**Provided text:**
:::

What features of music influence our perception of the pulse?
Abstract
In this experiment, participants were asked to annotate excerpts from six pieces of western popular and rock music, first only listening to the isolated drums and then to the full recordings. The differences between annotations were analysed to find relationships between the instrumentation and the perception of the pulse.
Introduction
When listening to music, people often refer to features such as the ‘groove’, ‘swing’, the drummer being ‘ahead’ or ‘behind’ the beat or the perception of ‘pushing’ and ‘pulling’. The use of these expressions suggests that the perception of the timing of the pulse might be independent of the exact timing of onsets of any single instrument. Instead, it is possible that listeners extrapolate the pulse from the relative timing of onsets of multiple instruments, which could have some implications.
For example, it might be an important consideration during the implementation and evaluation of beat tracking algorithms, especially if they are designed to imitate human tapping or if they are being evaluated against hand-annotated datasets. Furthermore, gaining a deeper understanding of how the rhythmical relationships between instruments affect the perception of the pulse could be used to inform decisions during the production of music.
Method
To measure the relationship between instrumentation and the perception of the pulse, a dataset was created containing 40-second excerpts of six pieces of western popular and rock music. The dataset included two versions of each of these recordings; the first version with only the isolated drums and the second version with all the instruments and vocals as they appear on the released recording. The first three songs chosen for the dataset were recent and most likely recorded to a click track. The other three songs were recorded earlier, before using a click track during recording was as common as it is today; these were most likely not recorded to a click track. Six solo click track recordings were also included at the average tempo detected for each of these recordings.
Isolated drum recordings were chosen for two reasons. First, drums play a vital role in denoting the pulse and rhythm in western popular music. Second, the onsets of drums are easily detected, which was important to obtain the ground truth for the evaluation of the data collected.
The ground truth dataset was generated using BeatRoot to automatically annotate the isolated drum recordings. BeatRoot uses spectral flux to achieve an accurate onset detection. Correct detection of tempo octave was not essential for this experiment, as the method for evaluation the datasets was designed to account for differences in the tempo octave perception between the ground truth and participant annotations. Furthermore, the absolute position of the detected onsets would not affect the results as the evaluation focuses on the differences as opposed to trying to obtain absolute values.
Five participants took part in this experiment. They were asked to produce annotations for each of the excerpts in the data set using the Sonic Visualiser. The participants were four male and one female between 25-35 years old.
Analysis
For the analysis, each time instant inside the participant annotation has been matched to the closest time instant in the ground truth annotation. If the time difference between the time instants was larger than half of the mean average of the IOI (inter-onset-intervals) of the ground truth annotations minus the standard deviation of the IOIs of the ground truth dataset, the time instant was excluded from the analysis. Only the closest match was selected for cases where multiple participant annotations were found to be close to the same ground truth annotation. For each match found, the difference in timing of the ground truth and the participant annotation has been measured as the amount of delay of the participant annotation against the ground truth annotation.

:::

**Aim 1:**
In the pulse perception study, how many participants took part, and what was their age range?
**Aim 2:**
Decide whether each statement agrees with the pulse perception study. Answer yes or no, and quote the words that settle it.
(a) The dataset used 40-second excerpts from six pieces of music.
(b) The participants annotated the isolated drum recordings by hand to generate the ground truth.
(c) All six songs were most likely recorded to a click track.
**Aim 3:**
Continue the pulse perception study from its last sentence.
The data after the pulse perception study is separate material.

**Extracted records:**

:::

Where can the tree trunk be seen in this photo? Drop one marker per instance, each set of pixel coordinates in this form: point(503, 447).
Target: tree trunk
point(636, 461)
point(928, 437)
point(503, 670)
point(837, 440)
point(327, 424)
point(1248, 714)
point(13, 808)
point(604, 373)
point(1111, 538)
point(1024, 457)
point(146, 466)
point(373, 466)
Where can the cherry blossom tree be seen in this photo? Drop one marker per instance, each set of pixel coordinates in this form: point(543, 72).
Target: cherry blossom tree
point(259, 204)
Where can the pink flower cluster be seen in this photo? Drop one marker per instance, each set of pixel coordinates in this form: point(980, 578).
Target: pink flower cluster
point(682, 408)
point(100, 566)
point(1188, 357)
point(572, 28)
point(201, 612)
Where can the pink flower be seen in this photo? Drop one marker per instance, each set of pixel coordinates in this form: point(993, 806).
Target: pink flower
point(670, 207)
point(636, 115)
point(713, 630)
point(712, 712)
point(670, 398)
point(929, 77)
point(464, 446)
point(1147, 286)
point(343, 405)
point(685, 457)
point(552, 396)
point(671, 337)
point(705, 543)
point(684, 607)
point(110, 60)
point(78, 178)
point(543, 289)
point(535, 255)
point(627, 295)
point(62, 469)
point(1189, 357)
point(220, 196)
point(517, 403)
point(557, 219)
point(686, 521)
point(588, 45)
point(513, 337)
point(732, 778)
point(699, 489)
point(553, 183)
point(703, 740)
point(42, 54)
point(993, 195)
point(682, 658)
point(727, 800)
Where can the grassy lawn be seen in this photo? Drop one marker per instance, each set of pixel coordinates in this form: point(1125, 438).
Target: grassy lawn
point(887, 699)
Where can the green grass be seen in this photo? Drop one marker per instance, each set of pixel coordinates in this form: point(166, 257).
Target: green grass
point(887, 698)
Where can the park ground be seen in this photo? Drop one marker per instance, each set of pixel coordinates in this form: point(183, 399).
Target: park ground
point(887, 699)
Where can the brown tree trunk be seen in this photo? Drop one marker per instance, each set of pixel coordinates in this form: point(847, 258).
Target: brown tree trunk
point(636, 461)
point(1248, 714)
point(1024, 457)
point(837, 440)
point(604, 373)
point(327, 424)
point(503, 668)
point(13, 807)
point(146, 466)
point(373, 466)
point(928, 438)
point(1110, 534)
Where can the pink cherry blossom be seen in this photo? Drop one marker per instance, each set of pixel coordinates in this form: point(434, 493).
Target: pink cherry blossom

:::

**Result 1:**
Five participants took part, aged between 25 and 35 years old.

**Result 2:**
(a) Yes: "a dataset was created containing 40-second excerpts of six pieces of western popular and rock music"
(b) No: "The ground truth dataset was generated using BeatRoot to automatically annotate the isolated drum recordings."
(c) No: "these were most likely not recorded to a click track"

**Result 3:**
The first step of the analysis was to measure the median standard deviation of all the six excerpts for each participant and for each category: click, beat and track. The worst performance of each participant was excluded from their statistic. The following table shows the different standard deviations for each category measured in milliseconds:
Table 1:
A pattern can be observed for many participants of the accuracy improving for the isolated drum recordings. This could be the first indication that the presence of other instruments in the recording has an effect on the timing of participants’ tapping. Even though the measurements were taken against ground truth which was obtained from isolated drum annotations, the increase in value still suggests that the participants based their perception of the pulse on other elements in the recording when these were present. Therefore, it might not necessarily mean decreased accuracy.
This is probably not the case for the first category, the ‘Click’, which very often has the worst score. As this category does not present any ambiguity in interpretation, the low accuracy of the annotation for most participants could be due to lack of music training or lack of experience of playing with a click track.
The next stage of the analysis was to compare the scores for each music excerpt separately and look for trends and patterns.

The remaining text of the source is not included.